→ ASSIGNMENT:
What is needed is a faithful copy of all the records.

=== Begin Enclosure ===

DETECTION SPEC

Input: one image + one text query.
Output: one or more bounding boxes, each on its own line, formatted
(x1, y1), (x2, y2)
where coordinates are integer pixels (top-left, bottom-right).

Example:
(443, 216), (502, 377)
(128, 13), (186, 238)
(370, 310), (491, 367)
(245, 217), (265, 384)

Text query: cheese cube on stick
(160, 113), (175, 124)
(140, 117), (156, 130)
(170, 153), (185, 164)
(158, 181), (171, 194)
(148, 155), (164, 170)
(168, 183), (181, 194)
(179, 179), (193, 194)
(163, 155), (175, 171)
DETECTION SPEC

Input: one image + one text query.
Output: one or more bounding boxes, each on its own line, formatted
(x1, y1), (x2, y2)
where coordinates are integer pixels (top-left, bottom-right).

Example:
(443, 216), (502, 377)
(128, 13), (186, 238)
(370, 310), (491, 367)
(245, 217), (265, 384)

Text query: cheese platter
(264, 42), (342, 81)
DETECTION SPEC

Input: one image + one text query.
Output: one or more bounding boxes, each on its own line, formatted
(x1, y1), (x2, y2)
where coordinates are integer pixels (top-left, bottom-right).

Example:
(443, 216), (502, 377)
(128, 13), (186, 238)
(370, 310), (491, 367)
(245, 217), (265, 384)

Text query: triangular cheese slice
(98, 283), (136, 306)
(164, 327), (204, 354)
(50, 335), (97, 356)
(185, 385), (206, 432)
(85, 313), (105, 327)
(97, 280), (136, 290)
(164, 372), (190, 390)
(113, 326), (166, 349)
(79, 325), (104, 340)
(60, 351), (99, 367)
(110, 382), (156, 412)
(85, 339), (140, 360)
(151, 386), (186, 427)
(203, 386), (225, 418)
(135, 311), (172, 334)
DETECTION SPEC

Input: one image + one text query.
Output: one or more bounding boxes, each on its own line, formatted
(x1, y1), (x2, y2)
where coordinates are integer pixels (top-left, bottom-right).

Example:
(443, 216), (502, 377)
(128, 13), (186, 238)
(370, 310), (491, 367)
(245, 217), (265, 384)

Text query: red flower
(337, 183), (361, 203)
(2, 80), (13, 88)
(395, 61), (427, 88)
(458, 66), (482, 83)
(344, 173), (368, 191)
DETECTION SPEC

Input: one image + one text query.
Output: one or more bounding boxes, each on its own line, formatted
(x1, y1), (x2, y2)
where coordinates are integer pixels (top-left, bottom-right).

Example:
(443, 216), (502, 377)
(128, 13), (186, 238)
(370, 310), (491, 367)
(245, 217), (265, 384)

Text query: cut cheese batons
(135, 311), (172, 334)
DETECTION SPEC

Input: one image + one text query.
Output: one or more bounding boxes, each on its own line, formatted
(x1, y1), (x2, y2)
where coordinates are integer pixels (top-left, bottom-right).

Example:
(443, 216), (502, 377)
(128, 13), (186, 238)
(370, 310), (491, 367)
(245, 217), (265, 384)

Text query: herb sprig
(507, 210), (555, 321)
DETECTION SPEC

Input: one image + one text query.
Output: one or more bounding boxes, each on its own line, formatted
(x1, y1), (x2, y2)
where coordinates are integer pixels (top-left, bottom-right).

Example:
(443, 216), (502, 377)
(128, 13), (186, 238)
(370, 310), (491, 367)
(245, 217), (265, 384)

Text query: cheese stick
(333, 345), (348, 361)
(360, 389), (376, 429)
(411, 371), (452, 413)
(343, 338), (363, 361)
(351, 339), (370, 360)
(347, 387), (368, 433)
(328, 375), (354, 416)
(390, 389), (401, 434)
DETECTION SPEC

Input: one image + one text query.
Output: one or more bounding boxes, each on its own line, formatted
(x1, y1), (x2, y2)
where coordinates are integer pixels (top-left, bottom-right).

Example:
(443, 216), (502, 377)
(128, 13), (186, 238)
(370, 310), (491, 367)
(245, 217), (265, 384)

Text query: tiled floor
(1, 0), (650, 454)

=== End Enclosure ===

→ RESPONSE TO THE TASK:
DETECTION SPEC

Input: one image + one text query.
Output: one or more bounding boxes, each on its own line, formatted
(x1, y1), (x2, y2)
where coordinates are integer pixels (top-left, bottom-right).

Example:
(443, 216), (502, 377)
(128, 13), (186, 238)
(370, 310), (491, 367)
(245, 217), (265, 384)

Text query: cheese cube on stick
(160, 113), (175, 124)
(140, 117), (156, 130)
(170, 153), (185, 164)
(158, 181), (171, 194)
(148, 155), (164, 170)
(168, 183), (181, 194)
(179, 179), (193, 194)
(163, 155), (175, 171)
DETECTION SPEC

Input: one image + one text query.
Output: one or more bounding boxes, each on its own line, formatted
(x1, y1), (x2, y2)
where coordinates are integer pixels (top-left, bottom-right).

Example:
(443, 216), (502, 377)
(128, 13), (186, 238)
(370, 310), (491, 367)
(245, 217), (265, 384)

Text query: cheese platter
(264, 42), (342, 81)
DETECTION SPEC

Input: one image + one text query.
Output: one or more bounding boxes, each on its own line, formatted
(x1, y1), (x2, y2)
where coordinates are integer pixels (top-left, bottom-right).

Example:
(443, 216), (502, 377)
(128, 13), (186, 238)
(370, 310), (491, 367)
(245, 217), (265, 384)

Text query: triangular cheese slice
(98, 283), (136, 306)
(164, 327), (204, 354)
(50, 335), (97, 356)
(185, 385), (206, 432)
(85, 313), (105, 327)
(97, 280), (136, 290)
(164, 372), (190, 390)
(113, 326), (166, 349)
(79, 325), (104, 340)
(60, 351), (99, 367)
(110, 382), (156, 412)
(85, 339), (140, 360)
(151, 386), (186, 427)
(203, 386), (225, 418)
(135, 311), (172, 334)
DETECTION SPEC

Input: one image + one text query.
Output: one or more bounding boxes, each on its own line, formatted
(x1, y1), (x2, y2)
where coordinates are integer pixels (top-left, bottom-right).

Example:
(443, 216), (502, 377)
(128, 13), (186, 238)
(370, 310), (491, 367)
(245, 217), (265, 384)

Text query: red flower
(337, 183), (361, 203)
(2, 80), (13, 88)
(395, 61), (427, 88)
(458, 66), (482, 83)
(344, 173), (368, 191)
DETECTION SPEC

Input: one image + one text query.
Output: one or more bounding boxes, each on its own line, formatted
(x1, y1), (x2, y2)
where coordinates are integer pixels (top-left, bottom-right).

Example:
(443, 216), (502, 377)
(128, 13), (186, 238)
(370, 310), (491, 367)
(245, 217), (265, 384)

Text query: cut cheese batons
(135, 311), (172, 334)
DETECTION SPEC

Input: one image + one text query.
Output: one or more bounding boxes, each on its own line, formatted
(x1, y1), (x2, y2)
where coordinates are integer pixels (top-left, bottom-right).

Example:
(443, 216), (502, 377)
(128, 13), (186, 238)
(370, 310), (491, 367)
(245, 217), (265, 384)

Text query: herb sprig
(507, 210), (555, 321)
DETECTION SPEC

Input: one image + one text query.
Output: one or more bounding boxes, each on its own line, formatted
(x1, y1), (x2, y2)
where coordinates are integer pixels (top-left, bottom-right).

Example:
(443, 216), (502, 377)
(128, 13), (186, 238)
(370, 310), (491, 367)
(245, 217), (265, 384)

Text query: cheese stick
(333, 345), (348, 361)
(360, 389), (376, 429)
(411, 371), (452, 413)
(343, 338), (363, 361)
(351, 339), (370, 360)
(347, 387), (368, 433)
(328, 375), (354, 416)
(390, 389), (401, 434)
DETECTION SPEC

Input: one image + one text query.
Output: one or more bounding boxes, each on its own line, formatted
(x1, y1), (x2, y2)
where coordinates are integer pixels (top-left, bottom-right).

Example:
(443, 216), (502, 377)
(128, 13), (186, 238)
(370, 310), (491, 367)
(245, 217), (265, 384)

Text query: tiled floor
(1, 0), (650, 454)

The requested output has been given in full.